Brief:
Every entry below must appear again, exactly as written.

----------

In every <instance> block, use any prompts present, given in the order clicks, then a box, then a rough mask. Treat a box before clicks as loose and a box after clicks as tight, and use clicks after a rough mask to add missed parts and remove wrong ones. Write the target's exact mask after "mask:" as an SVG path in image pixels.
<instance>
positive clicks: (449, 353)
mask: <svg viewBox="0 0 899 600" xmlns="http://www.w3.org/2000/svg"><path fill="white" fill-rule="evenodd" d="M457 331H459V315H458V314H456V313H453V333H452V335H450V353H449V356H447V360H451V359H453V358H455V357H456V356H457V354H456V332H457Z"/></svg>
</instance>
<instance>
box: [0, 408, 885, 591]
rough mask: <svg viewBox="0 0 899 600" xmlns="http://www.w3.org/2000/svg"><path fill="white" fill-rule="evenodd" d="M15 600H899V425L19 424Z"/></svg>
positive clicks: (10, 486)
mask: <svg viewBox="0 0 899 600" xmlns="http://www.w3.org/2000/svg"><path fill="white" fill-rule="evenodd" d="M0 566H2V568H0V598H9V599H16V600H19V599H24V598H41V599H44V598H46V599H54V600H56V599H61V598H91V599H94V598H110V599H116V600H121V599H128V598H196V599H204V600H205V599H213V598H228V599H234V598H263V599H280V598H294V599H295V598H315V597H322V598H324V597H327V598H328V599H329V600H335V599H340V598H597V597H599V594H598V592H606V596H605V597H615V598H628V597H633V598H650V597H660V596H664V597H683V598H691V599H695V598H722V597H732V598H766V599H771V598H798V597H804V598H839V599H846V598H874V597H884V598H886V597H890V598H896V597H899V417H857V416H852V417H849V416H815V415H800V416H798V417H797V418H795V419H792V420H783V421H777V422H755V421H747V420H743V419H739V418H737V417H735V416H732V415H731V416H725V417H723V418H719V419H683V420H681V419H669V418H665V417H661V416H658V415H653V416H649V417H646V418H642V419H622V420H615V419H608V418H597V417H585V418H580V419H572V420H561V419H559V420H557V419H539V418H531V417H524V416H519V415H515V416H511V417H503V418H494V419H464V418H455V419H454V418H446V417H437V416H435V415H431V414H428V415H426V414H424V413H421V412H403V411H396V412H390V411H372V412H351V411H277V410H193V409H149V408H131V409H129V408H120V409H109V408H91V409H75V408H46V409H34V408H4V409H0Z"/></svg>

----------

Worked solution:
In every <instance> block, use any prompts present, given in the order clicks, then a box, then a rough mask. Treat a box before clicks as loose and a box after clicks as tight, and use clicks after a rough mask to add missed parts and remove wrong ones. Write the target's exact mask after "mask:" as an SVG path in image pixels.
<instance>
positive clicks: (449, 353)
mask: <svg viewBox="0 0 899 600" xmlns="http://www.w3.org/2000/svg"><path fill="white" fill-rule="evenodd" d="M457 331H459V315H458V314H456V313H453V333H452V335H450V353H449V356H447V360H451V359H453V358H455V357H456V356H457V354H456V332H457Z"/></svg>
</instance>
<instance>
box: [0, 408, 885, 591]
rough mask: <svg viewBox="0 0 899 600" xmlns="http://www.w3.org/2000/svg"><path fill="white" fill-rule="evenodd" d="M15 600H899V425L19 424Z"/></svg>
positive clicks: (10, 486)
mask: <svg viewBox="0 0 899 600" xmlns="http://www.w3.org/2000/svg"><path fill="white" fill-rule="evenodd" d="M0 566H2V568H0V598H9V599H16V600H19V599H24V598H41V599H44V598H46V599H54V600H56V599H61V598H91V599H94V598H110V599H116V600H121V599H128V598H196V599H204V600H205V599H213V598H228V599H234V598H263V599H280V598H294V599H295V598H315V597H322V598H324V597H327V598H328V599H329V600H335V599H340V598H597V597H599V594H598V592H606V596H605V597H615V598H628V597H633V598H650V597H660V596H664V597H683V598H691V599H695V598H722V597H732V598H766V599H771V598H798V597H804V598H839V599H846V598H874V597H884V598H886V597H890V598H896V597H899V417H857V416H852V417H849V416H815V415H800V416H798V417H797V418H795V419H792V420H783V421H777V422H755V421H747V420H743V419H739V418H737V417H735V416H732V415H731V416H725V417H723V418H719V419H683V420H681V419H669V418H665V417H661V416H658V415H653V416H649V417H646V418H642V419H622V420H615V419H608V418H597V417H585V418H580V419H572V420H561V419H559V420H557V419H539V418H531V417H524V416H519V415H515V416H511V417H503V418H494V419H464V418H455V419H454V418H446V417H437V416H435V415H431V414H428V415H426V414H424V413H421V412H403V411H396V412H390V411H372V412H351V411H277V410H193V409H149V408H131V409H129V408H120V409H109V408H91V409H75V408H46V409H34V408H4V409H0Z"/></svg>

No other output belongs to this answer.